▸ Daftar Tugas
a - Jawab pertanyaan berikut berdasarkan tulisan tentang Pulau Bawean:
(i) Apa nama kapal cepat yang ditumpangi penulis?
(ii) Di pelabuhan mana kapal itu merapat?
(iii) Di mana penulis pernah melihat pemandangan seindah pantai Bawean?
b - Tentukan apakah setiap pernyataan berikut sesuai dengan tulisan tentang Pulau Bawean. Jawab ya atau tidak, lalu kutip kata-kata penentunya dari tulisan itu.
(i) Bawean disebut pulau putri karena sebagian besar penduduknya perempuan.
(ii) Pulau Bawean terdiri atas tiga kecamatan.
(iii) Penulis berangkat atas tawaran seorang kawan yang menjabat ketua LP Marif Bawean.

▸ Teks yang Ditampilkan
§ §

Media Bawean, 14 April 2008
Oleh :Ade
Ada yang menyeret hatiku ketika ombak yang berbuih kecil di antam kapal cepat Bahari Expres. Laut yang biru tenang tak menghabiskan jangkauan retinaku yang lelah, Pulau Bawean masih menjadi tanda sebuah misteri yang belum terjelaskan.
Tawaran seorang kawan yang menjadi ketua LP Marif Bawean tidak aku sia-siakan. Meninggalkan pekerjaan untuk sementara demi menghabiskan kehausanku atas penasaran terhadap pulau Bawean. Orang biasa bilang Bawean sebagai pulau putri karena sebagian besar penduduknya perempuan. Setidaknya aku bisa main mata dengan gadis di sana..haha…(Sori honey..just kidd).
Bayanganku pulau Bawean mungkin agak primitive, setidaknya karena jarang sekali aku mendapatkan referensi tentang keberadaannya. Satu-satunya tokoh yang aku kenal adalah “Pemain Porno Dari Senayan” Yahya Zaini yang beradu mesra dengan Maria Eva. Tapi durasi yang terlalu pendek menjadi kurang mempunyai nilai Filosofis dan entertainment dalam film tersebut.
Sudahlah…lupakan Yahya Zaini dan Mbak Eva (panggilan akrabku untuk Maria Eva). Sebab kapal cepat yang aku tumpangi telah merapat di pelabuhan Sangkapura, Satu dari dua Kecamatan di Pulau Bawean.
Tiba-tiba segalanya takjub…hamparan pantai yang luar biasa jernih dengan ikan-ikan yang lincah menyundul ke permukaan. Beberapa pulau kecil nampak di sekitar pulau Bawean. Pemandangan seindah ini pernah aku liat saat di Lombok, aku serasa jatuh cinta pada Bawean. Pulau yang cantik…dan tidak kalah gesitnya pandanganku beralih pada gadis2 yang baru datang dari Singapura dan Malaysia.

§ §

▸ Data Listing
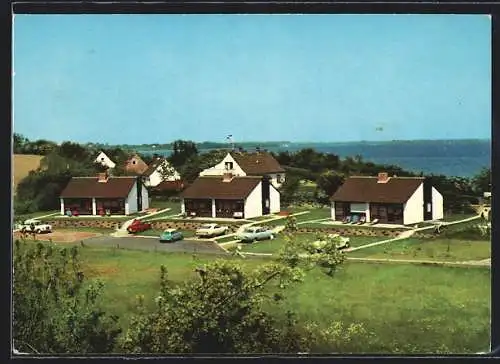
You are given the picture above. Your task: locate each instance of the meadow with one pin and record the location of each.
(408, 308)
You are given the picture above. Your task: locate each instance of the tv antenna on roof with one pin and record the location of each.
(230, 140)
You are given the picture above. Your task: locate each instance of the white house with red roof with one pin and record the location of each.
(389, 200)
(101, 194)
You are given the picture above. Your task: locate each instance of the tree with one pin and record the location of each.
(183, 150)
(55, 310)
(19, 143)
(327, 184)
(289, 189)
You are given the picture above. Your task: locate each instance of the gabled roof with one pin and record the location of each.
(169, 186)
(367, 189)
(153, 166)
(213, 187)
(87, 187)
(257, 163)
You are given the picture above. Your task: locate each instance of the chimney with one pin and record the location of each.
(383, 177)
(227, 177)
(102, 177)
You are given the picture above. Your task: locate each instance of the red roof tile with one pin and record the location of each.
(87, 187)
(367, 189)
(214, 187)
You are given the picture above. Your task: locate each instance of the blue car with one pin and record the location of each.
(170, 235)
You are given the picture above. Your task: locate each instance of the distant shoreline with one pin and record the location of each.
(264, 144)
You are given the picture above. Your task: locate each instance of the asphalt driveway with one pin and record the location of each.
(153, 244)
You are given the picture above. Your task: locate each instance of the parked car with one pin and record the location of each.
(170, 235)
(211, 230)
(138, 226)
(342, 244)
(36, 226)
(253, 233)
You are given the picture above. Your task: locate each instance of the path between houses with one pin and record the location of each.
(409, 233)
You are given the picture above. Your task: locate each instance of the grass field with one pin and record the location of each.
(22, 165)
(423, 307)
(429, 249)
(456, 217)
(273, 246)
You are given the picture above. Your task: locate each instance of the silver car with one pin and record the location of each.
(253, 233)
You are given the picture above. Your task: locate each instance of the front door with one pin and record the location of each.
(266, 195)
(139, 194)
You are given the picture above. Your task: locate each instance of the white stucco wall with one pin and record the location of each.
(131, 201)
(106, 162)
(220, 168)
(274, 179)
(275, 198)
(253, 203)
(437, 205)
(360, 207)
(145, 198)
(156, 177)
(413, 209)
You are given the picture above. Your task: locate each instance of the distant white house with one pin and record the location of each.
(159, 171)
(103, 193)
(230, 196)
(390, 200)
(239, 163)
(104, 160)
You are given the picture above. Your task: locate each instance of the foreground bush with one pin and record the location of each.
(55, 311)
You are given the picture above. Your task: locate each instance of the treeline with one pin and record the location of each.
(327, 171)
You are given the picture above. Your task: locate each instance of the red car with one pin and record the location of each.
(138, 226)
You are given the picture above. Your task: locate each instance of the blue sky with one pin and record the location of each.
(156, 78)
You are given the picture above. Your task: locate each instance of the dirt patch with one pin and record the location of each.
(60, 236)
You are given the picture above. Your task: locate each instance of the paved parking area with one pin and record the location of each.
(153, 244)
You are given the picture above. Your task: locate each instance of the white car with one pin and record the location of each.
(342, 244)
(36, 226)
(211, 230)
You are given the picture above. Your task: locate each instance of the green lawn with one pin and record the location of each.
(273, 246)
(175, 206)
(87, 229)
(34, 215)
(429, 249)
(456, 217)
(423, 307)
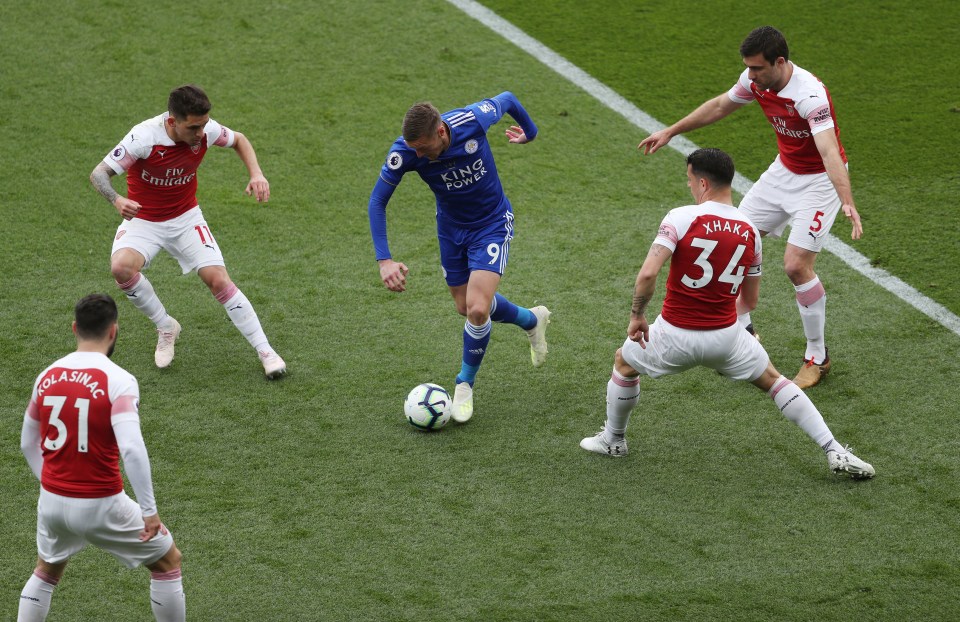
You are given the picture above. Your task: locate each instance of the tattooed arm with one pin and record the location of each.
(638, 329)
(100, 178)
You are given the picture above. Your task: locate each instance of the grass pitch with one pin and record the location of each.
(311, 498)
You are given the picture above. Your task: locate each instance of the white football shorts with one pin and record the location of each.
(65, 525)
(808, 203)
(187, 237)
(732, 351)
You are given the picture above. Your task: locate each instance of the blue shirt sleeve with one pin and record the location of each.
(508, 103)
(377, 212)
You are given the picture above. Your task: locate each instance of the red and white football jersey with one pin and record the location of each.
(714, 248)
(161, 173)
(76, 402)
(802, 109)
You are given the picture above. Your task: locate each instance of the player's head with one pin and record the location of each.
(189, 110)
(187, 100)
(768, 41)
(424, 131)
(766, 57)
(95, 319)
(709, 171)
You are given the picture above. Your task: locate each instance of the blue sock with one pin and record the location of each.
(502, 310)
(475, 340)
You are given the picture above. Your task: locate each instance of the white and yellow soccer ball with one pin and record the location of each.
(427, 406)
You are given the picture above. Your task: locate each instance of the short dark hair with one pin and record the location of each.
(95, 314)
(421, 121)
(765, 40)
(186, 100)
(713, 165)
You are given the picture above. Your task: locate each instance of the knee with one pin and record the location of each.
(216, 280)
(623, 368)
(170, 561)
(799, 272)
(477, 316)
(121, 270)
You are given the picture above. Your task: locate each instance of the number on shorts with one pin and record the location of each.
(56, 403)
(494, 251)
(200, 229)
(732, 274)
(816, 219)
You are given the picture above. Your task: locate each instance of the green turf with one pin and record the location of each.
(311, 498)
(885, 64)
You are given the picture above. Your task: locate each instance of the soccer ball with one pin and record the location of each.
(427, 407)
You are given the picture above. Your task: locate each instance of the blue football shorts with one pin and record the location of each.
(463, 251)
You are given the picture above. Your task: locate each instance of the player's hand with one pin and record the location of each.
(516, 135)
(127, 208)
(654, 141)
(394, 275)
(258, 187)
(851, 213)
(151, 527)
(639, 330)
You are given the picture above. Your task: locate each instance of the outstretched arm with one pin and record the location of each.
(707, 113)
(100, 178)
(527, 130)
(258, 185)
(829, 149)
(392, 273)
(639, 330)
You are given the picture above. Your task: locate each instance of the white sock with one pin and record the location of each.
(812, 302)
(244, 317)
(622, 396)
(35, 600)
(797, 407)
(140, 292)
(166, 596)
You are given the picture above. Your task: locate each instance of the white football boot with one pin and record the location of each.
(166, 337)
(596, 444)
(462, 408)
(273, 365)
(538, 336)
(846, 462)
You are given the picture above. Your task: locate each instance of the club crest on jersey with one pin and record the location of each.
(394, 160)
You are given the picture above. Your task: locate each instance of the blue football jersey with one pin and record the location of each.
(464, 178)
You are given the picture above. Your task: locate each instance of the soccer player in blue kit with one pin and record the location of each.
(451, 154)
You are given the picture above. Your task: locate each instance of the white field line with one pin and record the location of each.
(614, 101)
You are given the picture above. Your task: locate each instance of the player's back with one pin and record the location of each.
(74, 401)
(714, 248)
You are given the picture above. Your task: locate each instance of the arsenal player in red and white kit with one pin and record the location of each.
(806, 186)
(715, 257)
(82, 419)
(160, 158)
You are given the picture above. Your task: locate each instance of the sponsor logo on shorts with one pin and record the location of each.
(394, 160)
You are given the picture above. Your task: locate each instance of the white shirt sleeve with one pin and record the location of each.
(136, 462)
(219, 135)
(740, 92)
(30, 440)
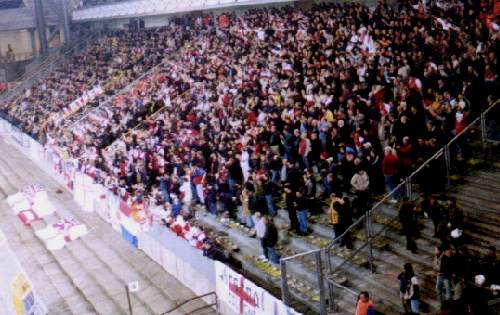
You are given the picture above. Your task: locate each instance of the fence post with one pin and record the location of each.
(447, 160)
(321, 283)
(330, 272)
(484, 134)
(408, 187)
(369, 238)
(284, 283)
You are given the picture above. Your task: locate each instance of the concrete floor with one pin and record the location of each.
(88, 276)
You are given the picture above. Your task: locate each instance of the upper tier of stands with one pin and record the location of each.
(10, 4)
(226, 110)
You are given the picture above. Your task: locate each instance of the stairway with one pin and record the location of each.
(478, 194)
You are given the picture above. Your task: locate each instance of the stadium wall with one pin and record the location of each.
(161, 20)
(173, 253)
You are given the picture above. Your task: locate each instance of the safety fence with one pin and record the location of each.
(372, 232)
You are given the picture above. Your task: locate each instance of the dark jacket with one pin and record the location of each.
(271, 237)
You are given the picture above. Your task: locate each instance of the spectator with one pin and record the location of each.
(409, 223)
(270, 240)
(301, 209)
(364, 306)
(409, 290)
(390, 168)
(290, 207)
(445, 275)
(476, 297)
(260, 233)
(404, 285)
(360, 184)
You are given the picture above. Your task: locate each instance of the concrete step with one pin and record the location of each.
(480, 193)
(475, 202)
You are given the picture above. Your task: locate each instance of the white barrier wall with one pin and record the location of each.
(185, 262)
(17, 294)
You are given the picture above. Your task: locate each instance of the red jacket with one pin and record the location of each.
(390, 165)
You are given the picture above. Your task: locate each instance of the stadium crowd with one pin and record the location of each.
(309, 104)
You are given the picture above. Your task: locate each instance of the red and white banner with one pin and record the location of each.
(244, 297)
(31, 204)
(55, 236)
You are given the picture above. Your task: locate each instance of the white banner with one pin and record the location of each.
(17, 294)
(245, 297)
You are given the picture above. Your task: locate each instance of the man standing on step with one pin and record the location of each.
(446, 272)
(270, 239)
(292, 213)
(360, 184)
(301, 208)
(260, 233)
(409, 223)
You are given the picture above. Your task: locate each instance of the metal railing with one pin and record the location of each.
(372, 229)
(210, 305)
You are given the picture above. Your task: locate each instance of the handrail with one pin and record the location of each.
(192, 299)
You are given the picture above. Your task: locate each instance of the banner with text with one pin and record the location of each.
(244, 297)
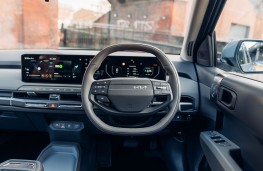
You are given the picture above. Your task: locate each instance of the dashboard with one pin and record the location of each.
(44, 68)
(45, 85)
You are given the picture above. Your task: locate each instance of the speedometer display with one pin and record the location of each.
(148, 67)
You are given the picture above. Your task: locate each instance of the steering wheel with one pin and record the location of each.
(130, 96)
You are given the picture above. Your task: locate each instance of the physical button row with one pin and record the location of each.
(66, 125)
(50, 89)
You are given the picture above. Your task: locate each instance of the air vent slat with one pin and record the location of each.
(5, 94)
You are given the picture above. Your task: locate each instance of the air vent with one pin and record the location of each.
(33, 96)
(5, 94)
(70, 97)
(187, 104)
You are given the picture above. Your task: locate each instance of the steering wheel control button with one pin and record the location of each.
(100, 87)
(53, 105)
(156, 83)
(66, 125)
(102, 83)
(103, 99)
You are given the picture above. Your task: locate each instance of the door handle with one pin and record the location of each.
(227, 97)
(220, 152)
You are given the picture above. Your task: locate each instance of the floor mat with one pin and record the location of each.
(22, 145)
(136, 159)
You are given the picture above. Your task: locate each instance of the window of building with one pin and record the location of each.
(238, 31)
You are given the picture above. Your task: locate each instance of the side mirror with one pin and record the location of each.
(244, 55)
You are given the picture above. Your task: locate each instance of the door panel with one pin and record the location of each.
(240, 100)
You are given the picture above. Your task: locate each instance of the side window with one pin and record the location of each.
(239, 37)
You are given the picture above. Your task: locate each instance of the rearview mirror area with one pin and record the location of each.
(250, 56)
(244, 55)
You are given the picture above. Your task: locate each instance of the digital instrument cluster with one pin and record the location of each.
(54, 68)
(145, 67)
(70, 69)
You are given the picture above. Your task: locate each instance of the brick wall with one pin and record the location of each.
(28, 24)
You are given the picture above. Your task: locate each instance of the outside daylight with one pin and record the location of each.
(98, 23)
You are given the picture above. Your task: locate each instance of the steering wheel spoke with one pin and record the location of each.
(128, 96)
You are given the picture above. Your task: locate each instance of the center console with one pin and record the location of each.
(21, 165)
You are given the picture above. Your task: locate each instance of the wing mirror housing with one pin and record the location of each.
(244, 55)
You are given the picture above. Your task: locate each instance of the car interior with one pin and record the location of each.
(131, 106)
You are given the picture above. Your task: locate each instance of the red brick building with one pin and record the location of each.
(29, 24)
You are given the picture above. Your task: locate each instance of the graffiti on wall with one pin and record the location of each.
(140, 25)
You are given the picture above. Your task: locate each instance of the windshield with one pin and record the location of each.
(92, 24)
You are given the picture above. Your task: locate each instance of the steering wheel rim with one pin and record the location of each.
(88, 80)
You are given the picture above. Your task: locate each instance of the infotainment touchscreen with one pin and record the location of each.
(54, 68)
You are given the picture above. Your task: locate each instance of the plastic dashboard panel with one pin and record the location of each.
(10, 62)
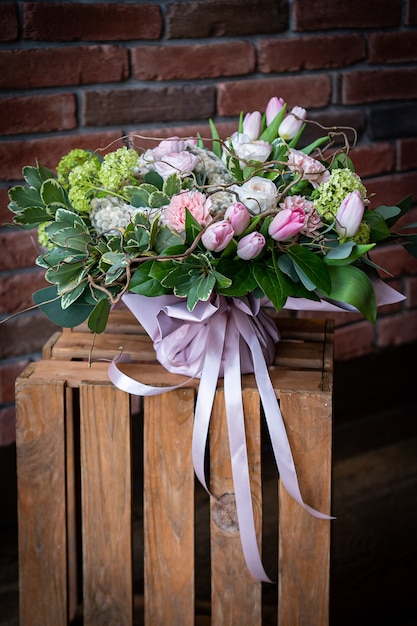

§ §

▸ Jawaban Latihan
a -
(i) Bahari Expres
(ii) Pelabuhan Sangkapura
(iii) Di Lombok

b -
(i) Ya: "Orang biasa bilang Bawean sebagai pulau putri karena sebagian besar penduduknya perempuan."
(ii) Tidak: "Satu dari dua Kecamatan di Pulau Bawean."
(iii) Ya: "Tawaran seorang kawan yang menjadi ketua LP Marif Bawean tidak aku sia-siakan."